We can find no textbook which deals with this particular clause, and we have been unable to find any pertinent discussion in any law review article.

The following discussion, which relates to the similar provision of what became Section 400(2) of the Transportation Act, 1920, took place in the House of Representatives on November 14, 1919. See 58 Cong. Rec. p. 8256.

"Mr. Edmonds. Mr. Chairman, I would ask the chairman of the committee a question. I move to strike out the last word.

"On page 39, sections (a) and (b), is it the intention of the committee to include our foreign commerce under the Interstate Commerce Commission, or to make rates and supervise and regulate?

"Mr. Esch. That does not change the existing law. It has been the law for years.

"Mr. Edmonds. That is true; but has the Interstate Commerce Commission operated in foreign Commerce?

"Mr. Esch. No. Its jurisdiction would not extend beyond the 3-mile limit anyhow.

* * * * * * *

"The gentleman will find the limitation as to transportation over which the committee has exercised jurisdiction on line 3, page 40, to the effect in so far as such transportation and transmission takes place within the United States. The words "within the United States" would not permit it to go beyond the 3-mile limit.

"Mr. Edmonds. That does not apply then, as I understand it, to the transportation of passengers or property outside the 3-mile limit?

"Mr. Esch. No."

The discussion quoted related as we have stated to the provision of subparagraph (2) of Section 400 of the Transportation Act, 1920, viz., "The provisions of this Act shall also apply to such transportation of passengers and property * * *, but only in so far as such transportation * * * takes place within the United States." The specific clause of subparagraph (1) was not included in the bill at the time the discussion took place, but it would seem that it must have been the intention of Congress to attribute the same meaning to identical clauses. Congressman Esch thought that the jurisdiction of Congress did not "go beyond the 3-mile limit" in respect to foreign commerce and that this view was generally accepted by his colleagues. Would it not follow, therefore, that the clause of subparagraph (1) should be given the same limiting effect? See the dissenting opinion of Mr. Esch, as a Commissioner of Interstate Commerce in International Nickel Co. v. Director General, 66 I.C.C. 627, 631.

▸ **SUPPLIED RECORDS**:
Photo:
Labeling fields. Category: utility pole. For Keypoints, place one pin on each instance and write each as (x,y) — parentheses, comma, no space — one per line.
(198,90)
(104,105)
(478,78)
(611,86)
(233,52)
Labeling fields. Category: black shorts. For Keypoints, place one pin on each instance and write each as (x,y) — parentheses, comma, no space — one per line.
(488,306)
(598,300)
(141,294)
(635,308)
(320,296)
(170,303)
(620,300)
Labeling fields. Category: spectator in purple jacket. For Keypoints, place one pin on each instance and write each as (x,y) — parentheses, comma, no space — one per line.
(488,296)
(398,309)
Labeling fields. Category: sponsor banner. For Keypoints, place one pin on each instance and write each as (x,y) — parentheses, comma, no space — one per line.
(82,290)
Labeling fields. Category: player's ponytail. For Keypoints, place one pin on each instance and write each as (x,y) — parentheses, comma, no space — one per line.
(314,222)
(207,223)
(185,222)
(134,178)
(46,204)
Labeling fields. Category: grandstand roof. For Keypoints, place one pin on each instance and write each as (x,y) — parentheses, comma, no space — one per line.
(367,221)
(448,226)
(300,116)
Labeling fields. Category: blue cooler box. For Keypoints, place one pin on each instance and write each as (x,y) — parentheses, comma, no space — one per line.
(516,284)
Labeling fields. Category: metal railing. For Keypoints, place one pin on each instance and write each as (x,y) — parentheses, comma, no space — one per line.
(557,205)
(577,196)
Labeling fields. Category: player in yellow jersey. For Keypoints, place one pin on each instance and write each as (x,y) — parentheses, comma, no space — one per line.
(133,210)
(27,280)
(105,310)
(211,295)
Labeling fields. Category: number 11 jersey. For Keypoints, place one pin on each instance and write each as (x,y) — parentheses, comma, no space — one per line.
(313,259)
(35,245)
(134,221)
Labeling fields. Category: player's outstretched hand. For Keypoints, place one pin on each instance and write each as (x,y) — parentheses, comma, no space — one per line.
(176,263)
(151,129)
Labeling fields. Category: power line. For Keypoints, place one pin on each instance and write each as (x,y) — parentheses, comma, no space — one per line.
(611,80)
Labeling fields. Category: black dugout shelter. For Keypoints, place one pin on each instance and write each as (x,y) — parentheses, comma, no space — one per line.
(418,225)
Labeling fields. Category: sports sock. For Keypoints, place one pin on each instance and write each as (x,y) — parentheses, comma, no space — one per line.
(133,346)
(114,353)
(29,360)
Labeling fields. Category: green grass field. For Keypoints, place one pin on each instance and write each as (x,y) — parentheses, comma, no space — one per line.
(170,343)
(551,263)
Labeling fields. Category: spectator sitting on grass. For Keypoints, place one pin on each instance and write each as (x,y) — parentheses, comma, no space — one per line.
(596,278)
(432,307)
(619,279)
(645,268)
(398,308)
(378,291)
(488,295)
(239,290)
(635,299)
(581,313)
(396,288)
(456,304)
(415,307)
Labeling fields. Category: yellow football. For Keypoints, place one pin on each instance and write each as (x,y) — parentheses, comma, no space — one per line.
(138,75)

▸ **TASK TO CARRY OUT**: Can you continue the passage on the "within the United States" clause of the Transportation Act, 1920, starting after its last sentence?

▸ **ANSWER**:
[16] We are not unmindful of the rule of the ship's flag and that the nationality of American flag vessels by rule of law, comity and practice of nations remains that of the United States. See Taylor, International Public Law, Section 268. The doctrine, however, will not serve to extend the jurisdiction of the Interstate Commerce Act or the authority of the Commission.

[17] We think we should state that we can see no practical way in which Seatrain can operate its ships between Hoboken and Belle Chasse without going outside of the territorial waters of the United States. We appreciate the effect which this ruling, if it be sustained by the Appellate Tribunal, must have upon Seatrain transportation. The remedy, however, must lie with Congress.

[1] There is no evidence in the record from which an opinion in respect to this question can be formed. Navigation maps and similar documents of which we may take judicial notice seem to indicate that such routes would be impractical.

[2] The pertinent provisions of Rule 15 are as follows: "(a) A road failing to receive promptly from a connection cars on which it has laid no embargo, shall be responsible to the connection for the per diem of the cars so held for delivery, including the home cars of such connection."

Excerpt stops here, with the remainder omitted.